Copy every entry word for word. Skip the pictures.

Location labeling records:
═══

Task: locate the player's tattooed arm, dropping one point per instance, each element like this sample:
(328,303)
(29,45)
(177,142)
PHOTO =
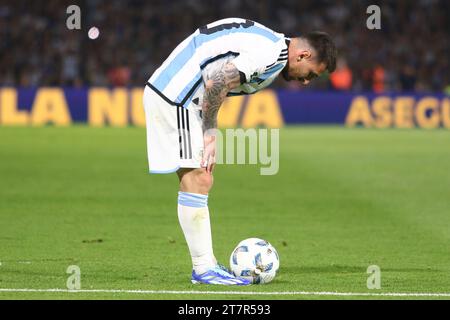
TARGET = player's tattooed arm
(218,84)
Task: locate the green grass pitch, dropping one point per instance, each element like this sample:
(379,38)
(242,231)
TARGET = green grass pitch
(344,199)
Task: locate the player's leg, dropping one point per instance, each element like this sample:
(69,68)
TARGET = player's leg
(193,215)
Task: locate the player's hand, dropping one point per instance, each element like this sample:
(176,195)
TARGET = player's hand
(209,151)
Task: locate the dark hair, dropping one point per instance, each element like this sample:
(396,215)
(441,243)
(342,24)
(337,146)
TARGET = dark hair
(325,48)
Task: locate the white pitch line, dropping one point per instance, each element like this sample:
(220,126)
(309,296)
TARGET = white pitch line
(285,293)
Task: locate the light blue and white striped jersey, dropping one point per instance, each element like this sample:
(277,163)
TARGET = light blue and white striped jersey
(258,53)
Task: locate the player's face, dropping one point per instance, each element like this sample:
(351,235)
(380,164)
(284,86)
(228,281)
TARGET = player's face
(304,68)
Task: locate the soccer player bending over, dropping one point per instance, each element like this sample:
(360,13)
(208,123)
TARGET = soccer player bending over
(182,98)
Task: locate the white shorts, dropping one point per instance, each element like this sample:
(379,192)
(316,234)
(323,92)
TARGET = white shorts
(174,134)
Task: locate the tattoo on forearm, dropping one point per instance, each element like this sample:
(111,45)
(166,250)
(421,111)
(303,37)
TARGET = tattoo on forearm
(217,87)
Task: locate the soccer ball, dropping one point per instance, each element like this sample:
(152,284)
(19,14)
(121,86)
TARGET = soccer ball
(255,260)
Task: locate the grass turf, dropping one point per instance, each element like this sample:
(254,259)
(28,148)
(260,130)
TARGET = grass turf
(343,199)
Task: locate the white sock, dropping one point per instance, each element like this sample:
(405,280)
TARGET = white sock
(193,215)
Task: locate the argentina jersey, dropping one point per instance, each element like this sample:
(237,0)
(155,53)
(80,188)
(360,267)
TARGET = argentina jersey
(257,52)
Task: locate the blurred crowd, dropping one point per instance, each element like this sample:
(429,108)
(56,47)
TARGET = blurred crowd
(409,53)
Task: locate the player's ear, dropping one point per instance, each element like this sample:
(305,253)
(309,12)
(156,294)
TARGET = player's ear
(304,54)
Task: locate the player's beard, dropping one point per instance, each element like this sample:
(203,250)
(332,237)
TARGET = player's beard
(285,72)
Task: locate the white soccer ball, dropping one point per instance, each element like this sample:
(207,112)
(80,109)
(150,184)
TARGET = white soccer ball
(256,260)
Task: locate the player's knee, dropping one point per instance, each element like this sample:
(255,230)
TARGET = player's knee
(196,181)
(204,180)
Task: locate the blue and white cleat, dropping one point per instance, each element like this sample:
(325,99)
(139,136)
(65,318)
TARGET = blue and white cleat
(218,275)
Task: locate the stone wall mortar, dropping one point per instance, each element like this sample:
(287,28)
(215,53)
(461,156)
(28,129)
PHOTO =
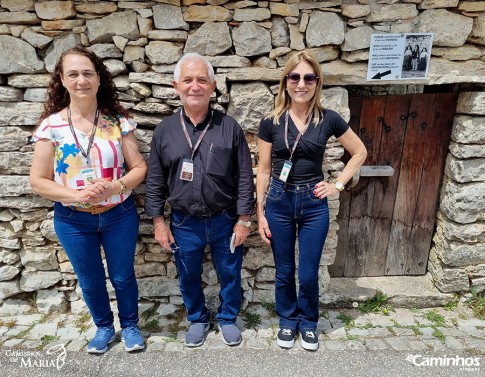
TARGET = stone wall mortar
(248,43)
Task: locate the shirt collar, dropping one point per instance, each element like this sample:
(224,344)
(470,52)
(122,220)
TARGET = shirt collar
(203,122)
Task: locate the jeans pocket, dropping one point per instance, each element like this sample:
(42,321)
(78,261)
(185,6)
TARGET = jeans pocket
(313,197)
(128,204)
(178,218)
(275,194)
(231,213)
(63,212)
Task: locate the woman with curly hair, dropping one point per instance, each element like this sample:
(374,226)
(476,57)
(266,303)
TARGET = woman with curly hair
(87,161)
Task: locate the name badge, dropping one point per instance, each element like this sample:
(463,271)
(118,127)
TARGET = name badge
(187,172)
(285,172)
(88,175)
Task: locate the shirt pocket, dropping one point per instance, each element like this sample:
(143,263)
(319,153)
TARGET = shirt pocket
(220,162)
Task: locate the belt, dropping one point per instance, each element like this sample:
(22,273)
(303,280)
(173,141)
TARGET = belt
(95,210)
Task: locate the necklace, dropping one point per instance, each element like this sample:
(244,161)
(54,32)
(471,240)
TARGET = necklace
(91,137)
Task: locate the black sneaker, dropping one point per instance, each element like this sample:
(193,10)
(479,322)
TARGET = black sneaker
(286,338)
(309,340)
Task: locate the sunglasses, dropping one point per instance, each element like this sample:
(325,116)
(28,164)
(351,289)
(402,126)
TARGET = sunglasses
(309,78)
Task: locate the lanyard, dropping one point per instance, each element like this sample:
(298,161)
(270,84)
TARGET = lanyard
(199,140)
(300,134)
(91,137)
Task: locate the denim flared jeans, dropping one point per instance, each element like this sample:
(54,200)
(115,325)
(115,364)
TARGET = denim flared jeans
(192,235)
(81,235)
(294,213)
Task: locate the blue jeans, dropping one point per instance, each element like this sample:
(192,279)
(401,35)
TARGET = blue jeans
(81,234)
(192,235)
(294,211)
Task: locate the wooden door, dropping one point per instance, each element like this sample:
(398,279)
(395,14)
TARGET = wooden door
(386,223)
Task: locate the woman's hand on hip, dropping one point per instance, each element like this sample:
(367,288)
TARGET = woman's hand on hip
(264,231)
(324,189)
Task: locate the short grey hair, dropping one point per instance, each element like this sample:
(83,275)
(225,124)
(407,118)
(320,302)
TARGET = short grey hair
(193,56)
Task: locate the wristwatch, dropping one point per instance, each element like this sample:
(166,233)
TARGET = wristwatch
(245,223)
(339,186)
(123,186)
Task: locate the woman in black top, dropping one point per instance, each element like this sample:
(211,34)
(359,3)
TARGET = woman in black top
(292,142)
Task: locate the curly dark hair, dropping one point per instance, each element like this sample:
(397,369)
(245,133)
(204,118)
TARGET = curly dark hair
(107,96)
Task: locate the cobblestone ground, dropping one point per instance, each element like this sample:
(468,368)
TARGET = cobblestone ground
(412,330)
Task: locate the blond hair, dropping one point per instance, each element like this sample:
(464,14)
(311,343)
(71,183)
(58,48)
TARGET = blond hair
(283,100)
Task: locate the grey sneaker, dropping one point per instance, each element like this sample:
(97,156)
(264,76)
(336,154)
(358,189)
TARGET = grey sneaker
(231,335)
(309,340)
(196,335)
(286,338)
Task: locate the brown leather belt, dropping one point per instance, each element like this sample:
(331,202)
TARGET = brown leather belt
(95,210)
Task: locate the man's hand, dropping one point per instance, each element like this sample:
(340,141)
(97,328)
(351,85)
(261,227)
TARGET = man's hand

═══

Solution for this task:
Task: locate the player's tattooed arm, dropping one point per instance, each element like this sample:
(328,303)
(29,45)
(177,142)
PHOTO =
TARGET = player's tattooed arm
(218,84)
Task: locate the green grass pitch, dropping one point per instance, each element like this sample:
(379,38)
(242,231)
TARGET = green grass pitch
(344,199)
Task: locate the player's leg, dropping one point per instance, each element like this sample:
(69,68)
TARGET = player's leg
(193,215)
Task: locate the player's hand, dropping one point per instance, each element like this sample:
(176,195)
TARGET = player's hand
(209,151)
Task: locate the dark hair, dropping one point per instance, each element like this sample:
(396,215)
(441,243)
(342,24)
(337,146)
TARGET = dark hair
(325,48)
Task: locate the white pitch line, dropping one point per instance, each element like this sample:
(220,126)
(309,296)
TARGET = white pitch line
(285,293)
Task: locate the light blue and white striped jersey, dropping one point per instance, each element like this sample:
(277,163)
TARGET = light blue and white striped jersey
(258,53)
Task: locate the player's face, dropping one point per instance, each element like this sample:
(351,235)
(380,164)
(284,86)
(228,281)
TARGET = player's face
(304,68)
Task: locate the soccer player bending over, dropping one point per instance, each element like this sample:
(360,13)
(208,123)
TARGET = soccer player bending over
(182,98)
Task: locate the white shorts, dropping one point per instance, each element like this sample:
(379,192)
(316,234)
(323,92)
TARGET = white shorts
(174,134)
Task: locate the tattoo on forearm, dropping one point per instance, each element like this sample:
(111,45)
(166,250)
(421,111)
(303,37)
TARGET = tattoo on forearm
(217,87)
Task: locate the soccer ball, dropping one point per instance, each element like this sample:
(152,284)
(19,14)
(121,86)
TARGET = soccer ball
(255,260)
Task: locate the grass turf, dropping one point per instance, each element like this sample:
(254,259)
(28,148)
(260,130)
TARGET = grass turf
(343,199)
Task: locate the white sock, dropping one point per instance, each element like this sample:
(405,280)
TARGET = white sock
(193,215)
Task: locate the argentina jersey, dropping one point per instance, each element like this sample:
(237,0)
(155,53)
(80,188)
(360,267)
TARGET = argentina jersey
(257,52)
Task: locate the blurred crowd, dropping one point per instance, each element like this sample:
(429,108)
(56,47)
TARGET = blurred crowd
(409,53)
Task: locate the player's ear, dropping one point per instance, each element like this sample:
(305,253)
(309,12)
(156,294)
TARGET = player's ear
(304,54)
Task: locate the player's beard, dropping one point per instance, each element like this sample:
(203,250)
(332,237)
TARGET = player's beard
(285,72)
Task: locate the white soccer ball, dropping one point per instance, each element like this sample:
(207,112)
(80,109)
(150,184)
TARGET = white soccer ball
(256,260)
Task: locate the player's knee, dropping one point per instance, each element like this sample:
(255,230)
TARGET = player's knee
(196,181)
(204,180)
Task: locate the blue and white cleat, dropping one point per instance, each element like this sample:
(325,99)
(139,136)
(65,318)
TARGET = blue and white cleat
(218,275)
Task: locate the stone wall mortar, dropping one point per instance, each element like this sample:
(287,28)
(215,53)
(461,156)
(28,129)
PHOTO =
TARGET = stone wall mortar
(248,43)
Task: locate the shirt collar, dropping one point per instance, each element like this sample:
(224,344)
(470,52)
(122,220)
TARGET = shirt collar
(203,122)
Task: locate the jeans pocket, dropping one point per instance, each element like this sample:
(42,321)
(78,261)
(185,6)
TARGET = jeans pocket
(313,197)
(128,204)
(178,218)
(275,194)
(231,213)
(63,212)
Task: locate the woman with curly hair, dropping one point per instance, each element like this sample:
(374,226)
(476,57)
(266,303)
TARGET = woman with curly hair
(87,161)
Task: locate the name badge, dropping one point per instance, each element like this sample:
(463,271)
(118,127)
TARGET = name badge
(187,172)
(285,172)
(88,175)
Task: locate the shirt pocket, dropping one point per instance, each element like this sample:
(143,263)
(319,153)
TARGET = shirt pocket
(220,162)
Task: locate the belt, dropping one point per instance, each element like this sample:
(22,273)
(303,280)
(173,141)
TARGET = belt
(95,210)
Task: locate the necklace, dropping one point per instance, each element like this sample:
(244,161)
(54,32)
(471,240)
TARGET = necklace
(91,137)
Task: locate the black sneaker, dropping one point per instance, each element like this sample:
(193,10)
(479,322)
TARGET = black sneaker
(286,338)
(309,340)
Task: locate the sunglasses, dropping one point per instance, each element like this sample:
(325,116)
(28,164)
(351,289)
(402,126)
TARGET = sunglasses
(309,78)
Task: locate the lanyard, dropping one point per instance, each element like this sample:
(298,161)
(270,84)
TARGET = lanyard
(199,140)
(300,134)
(91,137)
Task: locate the denim flared jeans, dropping one point per instance, each element like this sample:
(54,200)
(115,325)
(115,364)
TARGET = denim flared jeans
(192,235)
(81,235)
(294,213)
Task: locate the blue jeans, dropping one point per instance, each element like this sample:
(192,279)
(401,35)
TARGET = blue jeans
(81,234)
(192,235)
(294,211)
Task: locate the wooden door, dropping one point per instance, each element like this sample:
(398,279)
(395,14)
TARGET = wooden door
(386,223)
Task: locate the woman's hand on hip, dropping one point per instance, each element like this sample:
(367,288)
TARGET = woman's hand on hip
(264,231)
(324,189)
Task: locate the short grey hair, dropping one point per instance, each element like this sample:
(83,275)
(225,124)
(407,118)
(320,302)
TARGET = short grey hair
(193,56)
Task: locate the wristwatch, dropping one point per instance, each element like this sample:
(166,233)
TARGET = wristwatch
(245,223)
(339,186)
(123,186)
Task: locate the woman in black top, dropping one point per instance, each element like this sample:
(211,34)
(359,3)
TARGET = woman in black top
(292,142)
Task: locate the curly dark hair, dropping one point per instance, each element like this sample:
(397,369)
(245,133)
(204,118)
TARGET = curly dark hair
(107,96)
Task: locate the cobblestone ground, dropping one point per instance, each element like this sample:
(468,368)
TARGET = cobblestone ground
(412,330)
Task: locate the blond hair, dropping one point per instance, each element like this sample:
(464,14)
(311,343)
(71,183)
(58,48)
TARGET = blond hair
(283,100)
Task: locate the grey sneaker, dropping one point per instance, each element like this sample:
(97,156)
(264,76)
(336,154)
(358,189)
TARGET = grey sneaker
(231,335)
(309,340)
(196,335)
(286,338)
Task: locate the brown leather belt, dropping one point per instance, each element like this sample:
(331,202)
TARGET = brown leather belt
(95,210)
Task: locate the man's hand, dropping one point per instance, each element like this sample:
(340,141)
(97,328)
(351,85)
(261,227)
TARGET = man's hand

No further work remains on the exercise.